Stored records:
----------------------------------------

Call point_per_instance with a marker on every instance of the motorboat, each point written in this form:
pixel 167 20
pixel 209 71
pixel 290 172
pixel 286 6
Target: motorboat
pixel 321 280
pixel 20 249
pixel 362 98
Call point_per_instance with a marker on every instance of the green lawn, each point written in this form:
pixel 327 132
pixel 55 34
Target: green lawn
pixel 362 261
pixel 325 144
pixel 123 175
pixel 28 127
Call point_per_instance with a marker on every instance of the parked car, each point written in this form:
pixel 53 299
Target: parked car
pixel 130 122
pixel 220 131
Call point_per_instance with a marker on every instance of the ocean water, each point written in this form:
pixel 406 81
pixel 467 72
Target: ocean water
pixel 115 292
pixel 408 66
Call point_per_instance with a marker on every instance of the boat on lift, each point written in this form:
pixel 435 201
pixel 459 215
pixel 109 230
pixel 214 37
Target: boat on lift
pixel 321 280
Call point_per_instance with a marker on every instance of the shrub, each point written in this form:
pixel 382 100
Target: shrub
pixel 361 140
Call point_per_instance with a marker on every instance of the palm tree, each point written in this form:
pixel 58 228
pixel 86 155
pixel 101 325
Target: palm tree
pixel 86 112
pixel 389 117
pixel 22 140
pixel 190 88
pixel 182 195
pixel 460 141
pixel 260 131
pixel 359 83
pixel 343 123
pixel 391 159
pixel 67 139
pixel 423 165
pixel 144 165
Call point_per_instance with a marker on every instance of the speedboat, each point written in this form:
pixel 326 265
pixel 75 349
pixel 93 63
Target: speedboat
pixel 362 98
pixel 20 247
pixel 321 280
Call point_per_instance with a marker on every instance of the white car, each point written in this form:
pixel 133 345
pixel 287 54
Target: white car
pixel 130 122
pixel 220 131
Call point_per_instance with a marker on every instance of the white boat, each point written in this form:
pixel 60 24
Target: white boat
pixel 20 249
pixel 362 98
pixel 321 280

----------------------------------------

PROBLEM STATEMENT: Without changing a single word, reproduce the entries above.

THE COMPLETED TASK:
Call point_per_instance with a marker on every instance of the motorboat, each point written in this form:
pixel 167 20
pixel 209 71
pixel 290 172
pixel 286 6
Target: motorboat
pixel 321 280
pixel 20 249
pixel 362 98
Call point_per_instance with a marker on every instance of the green lawn, each point written in this form:
pixel 327 132
pixel 55 34
Target: green lawn
pixel 362 261
pixel 325 144
pixel 123 175
pixel 28 127
Call point_per_instance with a marker on every instance of the parked car, each point written in this form:
pixel 53 299
Target: parked car
pixel 130 122
pixel 220 131
Call point_per_instance with a marker on every instance of the ocean water, each point written in this form:
pixel 406 81
pixel 467 72
Target: ocean water
pixel 115 292
pixel 408 66
Call point_per_instance with a marker on every instance of the boat on lift, each point written in this form:
pixel 435 201
pixel 459 215
pixel 109 230
pixel 214 37
Target: boat on lift
pixel 321 280
Call point_per_instance with a marker on every instance of the shrub, each point written in this form:
pixel 382 100
Target: shrub
pixel 361 140
Call point_per_instance with a marker on every instance of the palm tree, each point written in this form:
pixel 58 228
pixel 86 155
pixel 101 325
Target: palm tree
pixel 86 112
pixel 389 117
pixel 22 140
pixel 190 88
pixel 182 195
pixel 460 141
pixel 260 131
pixel 359 83
pixel 343 123
pixel 391 159
pixel 67 139
pixel 423 165
pixel 144 165
Call point_per_instance with a marker on every instance of the speedboat, each point written in this form:
pixel 326 265
pixel 75 349
pixel 93 63
Target: speedboat
pixel 362 98
pixel 20 247
pixel 321 280
Call point_per_instance with a marker on every instance of the white car, each point written in this form:
pixel 133 345
pixel 287 54
Target: white car
pixel 130 122
pixel 220 131
Call point_per_instance with a marker on every instance of the white boat, each point written in this form:
pixel 60 24
Target: white boat
pixel 20 249
pixel 362 98
pixel 321 280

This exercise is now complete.